Introduction
The infrastructure funding gap remains a significant impediment to sustainable economic growth and development in Nigeria. However, innovative financing solutions can unlock a wealth of investment potential to bridge this gap. One of the most significant yet untapped sources of funding is Nigeria’s burgeoning pension funds.
Roundtable
On Tuesday, June 20, 2023, a roundtable was convened to discuss infrastructure investments by pension fund administrators (PFAs), measures to increase investments to address infrastructure gaps, and issues pertaining to market reach. Chapel Hill Denham (CHD) organized the event with support from the United States Agency for International Development (USAID) and the United States Government’s Power Africa and Prosper Africa initiatives, in conjunction with the Pension Funds Operators Association of Nigeria (PenOp). In addition to the PFAs, participants included representatives from the National Pension Commission (PENCOM), Securities and Exchange Commission (SEC), FMDQ plc (FMDQ), Association of Issuing Houses of Nigeria (AIHN), Association of Corporate Trustees of Nigeria (ACT), pension fund custodians, and KPMG Nigeria.

Saved data entries:
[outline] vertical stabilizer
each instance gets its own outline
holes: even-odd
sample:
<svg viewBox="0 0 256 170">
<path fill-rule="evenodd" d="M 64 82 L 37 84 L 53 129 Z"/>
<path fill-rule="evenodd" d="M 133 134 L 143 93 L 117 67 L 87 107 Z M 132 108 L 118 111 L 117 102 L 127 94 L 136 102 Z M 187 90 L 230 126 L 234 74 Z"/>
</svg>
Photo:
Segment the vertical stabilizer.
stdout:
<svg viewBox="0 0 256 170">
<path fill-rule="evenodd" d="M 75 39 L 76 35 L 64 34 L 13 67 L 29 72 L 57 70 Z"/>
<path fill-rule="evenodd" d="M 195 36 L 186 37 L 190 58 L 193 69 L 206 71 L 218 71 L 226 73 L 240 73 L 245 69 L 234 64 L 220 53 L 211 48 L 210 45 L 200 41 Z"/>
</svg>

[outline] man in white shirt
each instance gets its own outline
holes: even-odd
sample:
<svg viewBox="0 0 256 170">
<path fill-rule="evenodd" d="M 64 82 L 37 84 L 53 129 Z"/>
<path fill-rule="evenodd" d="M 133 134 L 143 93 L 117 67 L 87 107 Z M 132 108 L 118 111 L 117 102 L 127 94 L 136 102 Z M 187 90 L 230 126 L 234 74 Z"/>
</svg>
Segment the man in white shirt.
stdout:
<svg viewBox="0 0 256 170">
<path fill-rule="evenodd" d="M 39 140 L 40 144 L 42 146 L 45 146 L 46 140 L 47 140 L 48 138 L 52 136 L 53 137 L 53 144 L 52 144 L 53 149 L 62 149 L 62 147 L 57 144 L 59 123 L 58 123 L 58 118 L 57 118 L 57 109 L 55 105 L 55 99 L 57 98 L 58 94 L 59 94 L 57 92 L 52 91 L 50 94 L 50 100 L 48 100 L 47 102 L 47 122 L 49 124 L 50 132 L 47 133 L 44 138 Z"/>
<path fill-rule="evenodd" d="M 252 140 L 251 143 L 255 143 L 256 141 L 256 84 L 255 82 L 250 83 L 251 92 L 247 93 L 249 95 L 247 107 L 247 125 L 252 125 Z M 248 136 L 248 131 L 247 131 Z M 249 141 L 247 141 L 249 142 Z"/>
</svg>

What to do:
(a) Translate this sentence from the text on Nigerian pension funds and infrastructure into Spanish: "However, innovative financing solutions can unlock a wealth of investment potential to bridge this gap."
(b) Carry on the text about Nigerian pension funds and infrastructure investment from its last sentence.

Outputs in order:
(a) Sin embargo, las soluciones de financiamiento innovadoras pueden liberar una gran cantidad de potencial de inversión para cerrar esta brecha.

(b)
The Promise of Pension Funds
Nigeria has a rapidly growing pension fund industry. As of March 31, 2023, pension fund assets under management in Nigeria totalled over N15.582 trillion. While a significant portion of these funds is currently invested in government securities, infrastructure investments already equate for up to N3 trillion of the total. However, this still represents an untapped opportunity for pension funds to secure attractive long-term returns while also contributing to national development.
Chapel Hill Denham explained that infrastructure investments in Nigeria are) represented by state (infrastructure) bonds, infrastructure corporate bonds in Naira (NGN) and US Dollars (USD, green bonds, infrastructure funds (of which CHD’s own Nigeria Infrastructure Debt Fund is the largest), and infrastructure equity. In aggregate, total investment has grown from N75 billion in 2010 to N3.2 trillion in 2022 (including only the free floats[1] of the infrastructure equity stocks).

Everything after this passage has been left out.